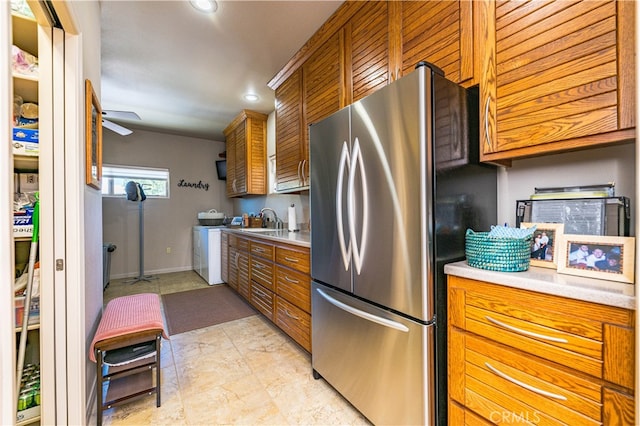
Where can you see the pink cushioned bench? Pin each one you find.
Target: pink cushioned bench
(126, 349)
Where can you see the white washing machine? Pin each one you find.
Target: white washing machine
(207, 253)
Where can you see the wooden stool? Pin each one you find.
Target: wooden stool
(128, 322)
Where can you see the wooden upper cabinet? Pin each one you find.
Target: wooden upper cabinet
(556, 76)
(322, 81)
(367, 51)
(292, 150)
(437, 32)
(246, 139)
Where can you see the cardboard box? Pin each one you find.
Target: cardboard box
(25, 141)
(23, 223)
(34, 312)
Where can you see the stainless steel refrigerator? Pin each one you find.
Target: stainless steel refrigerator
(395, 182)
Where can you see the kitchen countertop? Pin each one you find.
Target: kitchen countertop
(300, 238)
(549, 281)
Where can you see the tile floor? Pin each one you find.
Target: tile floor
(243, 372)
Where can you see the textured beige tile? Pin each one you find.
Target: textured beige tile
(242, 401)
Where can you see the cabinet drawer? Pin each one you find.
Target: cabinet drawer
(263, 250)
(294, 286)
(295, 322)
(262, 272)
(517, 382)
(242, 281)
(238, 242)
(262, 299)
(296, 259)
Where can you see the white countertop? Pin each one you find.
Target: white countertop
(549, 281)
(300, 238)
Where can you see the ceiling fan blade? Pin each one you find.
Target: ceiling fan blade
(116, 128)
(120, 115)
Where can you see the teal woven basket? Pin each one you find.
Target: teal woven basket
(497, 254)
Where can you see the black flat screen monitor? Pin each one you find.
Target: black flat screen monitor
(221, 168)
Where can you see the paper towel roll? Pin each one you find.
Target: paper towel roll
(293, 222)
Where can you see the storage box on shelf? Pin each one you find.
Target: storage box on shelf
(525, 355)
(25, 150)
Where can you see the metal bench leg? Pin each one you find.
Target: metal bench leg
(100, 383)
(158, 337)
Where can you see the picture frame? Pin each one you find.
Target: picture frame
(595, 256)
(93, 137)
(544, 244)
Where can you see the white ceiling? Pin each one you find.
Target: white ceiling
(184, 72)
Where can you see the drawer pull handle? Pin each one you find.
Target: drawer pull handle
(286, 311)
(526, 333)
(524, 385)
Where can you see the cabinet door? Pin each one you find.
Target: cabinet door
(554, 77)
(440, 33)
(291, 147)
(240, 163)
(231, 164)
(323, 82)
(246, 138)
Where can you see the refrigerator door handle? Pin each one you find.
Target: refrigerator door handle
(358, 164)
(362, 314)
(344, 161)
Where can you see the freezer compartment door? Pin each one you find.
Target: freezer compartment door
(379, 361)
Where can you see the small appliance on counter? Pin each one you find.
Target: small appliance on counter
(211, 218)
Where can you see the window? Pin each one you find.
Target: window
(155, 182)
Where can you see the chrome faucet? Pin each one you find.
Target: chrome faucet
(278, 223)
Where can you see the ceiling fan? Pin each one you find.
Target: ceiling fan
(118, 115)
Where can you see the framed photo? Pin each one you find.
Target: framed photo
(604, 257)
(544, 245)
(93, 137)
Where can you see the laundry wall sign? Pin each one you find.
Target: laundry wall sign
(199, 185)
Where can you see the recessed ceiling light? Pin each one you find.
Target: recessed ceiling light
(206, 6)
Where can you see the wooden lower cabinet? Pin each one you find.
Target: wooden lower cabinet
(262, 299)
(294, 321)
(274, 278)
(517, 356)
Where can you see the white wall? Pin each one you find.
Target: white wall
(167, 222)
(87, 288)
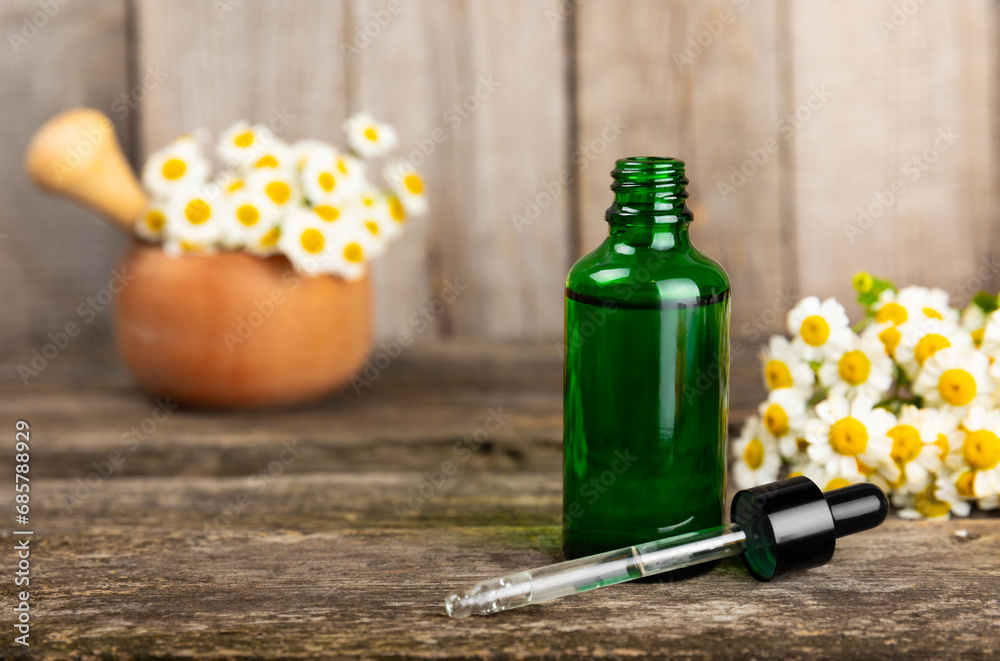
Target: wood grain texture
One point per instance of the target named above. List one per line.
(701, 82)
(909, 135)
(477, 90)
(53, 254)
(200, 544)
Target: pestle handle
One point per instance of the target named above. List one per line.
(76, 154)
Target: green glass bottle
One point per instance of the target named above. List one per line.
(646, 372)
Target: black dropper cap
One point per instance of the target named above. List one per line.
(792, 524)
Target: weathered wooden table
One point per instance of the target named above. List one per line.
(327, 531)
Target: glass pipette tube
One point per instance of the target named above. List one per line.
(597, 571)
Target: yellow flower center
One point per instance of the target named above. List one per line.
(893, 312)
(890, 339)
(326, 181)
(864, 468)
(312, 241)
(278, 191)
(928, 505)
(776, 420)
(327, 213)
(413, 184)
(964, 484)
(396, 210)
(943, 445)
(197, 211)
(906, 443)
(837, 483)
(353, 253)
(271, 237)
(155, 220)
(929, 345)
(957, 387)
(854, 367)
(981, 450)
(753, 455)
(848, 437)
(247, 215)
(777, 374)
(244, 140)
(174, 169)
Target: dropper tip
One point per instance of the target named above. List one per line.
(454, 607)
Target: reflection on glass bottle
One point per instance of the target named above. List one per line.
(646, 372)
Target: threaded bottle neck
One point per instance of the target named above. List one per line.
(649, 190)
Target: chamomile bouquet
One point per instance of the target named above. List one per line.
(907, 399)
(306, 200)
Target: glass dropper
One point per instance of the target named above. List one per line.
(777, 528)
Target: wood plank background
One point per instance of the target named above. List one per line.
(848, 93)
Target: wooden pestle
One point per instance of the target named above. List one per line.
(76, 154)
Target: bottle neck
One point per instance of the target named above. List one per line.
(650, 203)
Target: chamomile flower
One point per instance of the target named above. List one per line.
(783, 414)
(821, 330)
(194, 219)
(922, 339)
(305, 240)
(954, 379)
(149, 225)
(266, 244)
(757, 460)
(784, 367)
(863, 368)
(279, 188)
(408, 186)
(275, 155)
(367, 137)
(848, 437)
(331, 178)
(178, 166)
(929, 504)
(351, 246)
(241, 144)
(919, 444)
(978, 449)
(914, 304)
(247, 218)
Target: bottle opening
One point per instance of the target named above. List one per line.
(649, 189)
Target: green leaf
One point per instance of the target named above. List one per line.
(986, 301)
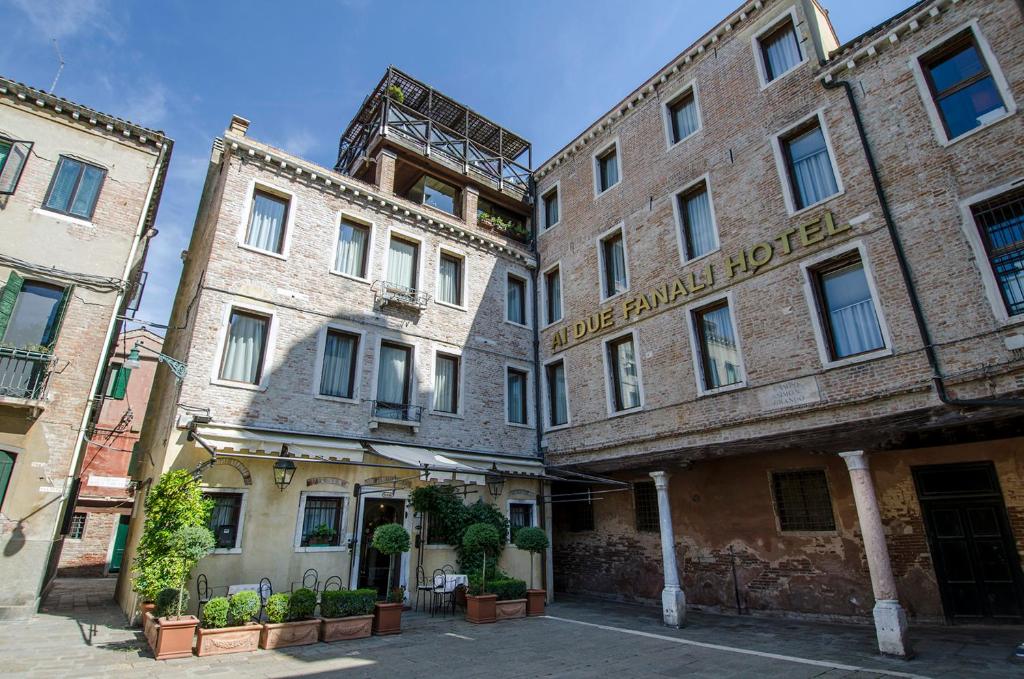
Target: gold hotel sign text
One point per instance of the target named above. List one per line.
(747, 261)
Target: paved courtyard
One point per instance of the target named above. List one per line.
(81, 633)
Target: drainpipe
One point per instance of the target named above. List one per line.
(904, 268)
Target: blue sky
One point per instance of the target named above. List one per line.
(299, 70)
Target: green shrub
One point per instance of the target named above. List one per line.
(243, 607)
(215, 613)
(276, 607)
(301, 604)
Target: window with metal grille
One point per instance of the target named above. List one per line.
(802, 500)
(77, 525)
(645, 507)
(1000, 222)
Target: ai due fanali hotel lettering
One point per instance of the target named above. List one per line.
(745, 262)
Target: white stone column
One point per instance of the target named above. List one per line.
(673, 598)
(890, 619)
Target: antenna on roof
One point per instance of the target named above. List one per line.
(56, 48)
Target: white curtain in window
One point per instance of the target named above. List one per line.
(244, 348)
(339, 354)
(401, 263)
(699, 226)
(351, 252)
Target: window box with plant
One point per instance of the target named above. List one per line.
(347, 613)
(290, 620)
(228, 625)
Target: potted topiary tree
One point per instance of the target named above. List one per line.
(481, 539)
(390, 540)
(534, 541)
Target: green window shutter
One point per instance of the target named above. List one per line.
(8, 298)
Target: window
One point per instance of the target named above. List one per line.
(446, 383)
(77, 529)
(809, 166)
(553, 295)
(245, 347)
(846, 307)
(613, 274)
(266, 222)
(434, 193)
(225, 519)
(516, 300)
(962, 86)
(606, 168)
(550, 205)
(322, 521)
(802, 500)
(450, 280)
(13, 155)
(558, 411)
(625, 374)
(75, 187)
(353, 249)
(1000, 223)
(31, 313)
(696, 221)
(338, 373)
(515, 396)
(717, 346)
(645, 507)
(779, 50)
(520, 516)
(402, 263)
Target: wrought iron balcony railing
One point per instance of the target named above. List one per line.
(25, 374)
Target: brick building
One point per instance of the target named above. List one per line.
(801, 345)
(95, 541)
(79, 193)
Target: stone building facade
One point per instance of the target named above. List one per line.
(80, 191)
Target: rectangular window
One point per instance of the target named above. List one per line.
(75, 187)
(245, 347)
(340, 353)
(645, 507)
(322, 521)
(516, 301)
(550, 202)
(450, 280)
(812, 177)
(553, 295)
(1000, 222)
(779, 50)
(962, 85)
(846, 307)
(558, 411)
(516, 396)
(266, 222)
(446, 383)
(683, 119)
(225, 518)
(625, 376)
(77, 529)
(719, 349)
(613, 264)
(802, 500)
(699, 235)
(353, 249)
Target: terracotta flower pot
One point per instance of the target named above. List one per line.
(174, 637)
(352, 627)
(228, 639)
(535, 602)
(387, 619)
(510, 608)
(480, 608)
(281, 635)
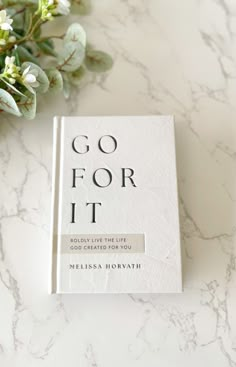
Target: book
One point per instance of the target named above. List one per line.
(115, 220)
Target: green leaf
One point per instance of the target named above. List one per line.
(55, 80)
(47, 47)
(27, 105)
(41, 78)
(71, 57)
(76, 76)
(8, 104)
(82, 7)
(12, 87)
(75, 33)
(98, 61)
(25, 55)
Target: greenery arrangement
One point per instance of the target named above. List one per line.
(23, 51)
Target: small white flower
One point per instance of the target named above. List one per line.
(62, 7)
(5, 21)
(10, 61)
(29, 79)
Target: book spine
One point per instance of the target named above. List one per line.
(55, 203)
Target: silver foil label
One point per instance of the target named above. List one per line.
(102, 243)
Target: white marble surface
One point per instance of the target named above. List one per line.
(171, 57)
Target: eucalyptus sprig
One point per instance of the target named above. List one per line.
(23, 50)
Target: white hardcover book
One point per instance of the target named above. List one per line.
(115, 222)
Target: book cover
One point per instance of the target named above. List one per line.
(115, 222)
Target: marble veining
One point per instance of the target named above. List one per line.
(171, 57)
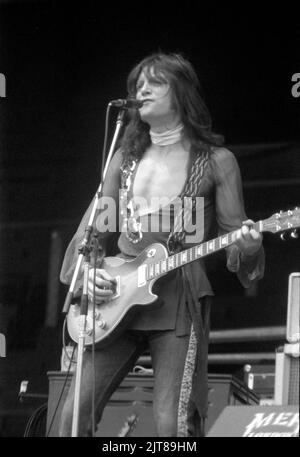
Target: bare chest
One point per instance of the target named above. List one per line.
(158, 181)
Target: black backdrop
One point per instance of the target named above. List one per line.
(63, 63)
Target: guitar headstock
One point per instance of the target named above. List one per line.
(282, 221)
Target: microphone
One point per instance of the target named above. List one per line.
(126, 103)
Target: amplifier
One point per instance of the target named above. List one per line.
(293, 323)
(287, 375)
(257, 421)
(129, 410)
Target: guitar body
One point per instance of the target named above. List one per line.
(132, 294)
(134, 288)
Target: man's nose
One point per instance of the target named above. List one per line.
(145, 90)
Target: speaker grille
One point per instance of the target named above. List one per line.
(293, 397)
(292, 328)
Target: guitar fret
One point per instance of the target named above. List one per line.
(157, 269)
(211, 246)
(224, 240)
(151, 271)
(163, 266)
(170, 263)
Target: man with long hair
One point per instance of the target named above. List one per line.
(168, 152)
────────────────
▸ **ASSIGNMENT**: Check each line of the records above, and copy those that hold the word "with".

▸ **RESULT FOR THIS TASK**:
Target: window with metal grille
Target: window box with plant
Target: man with long hair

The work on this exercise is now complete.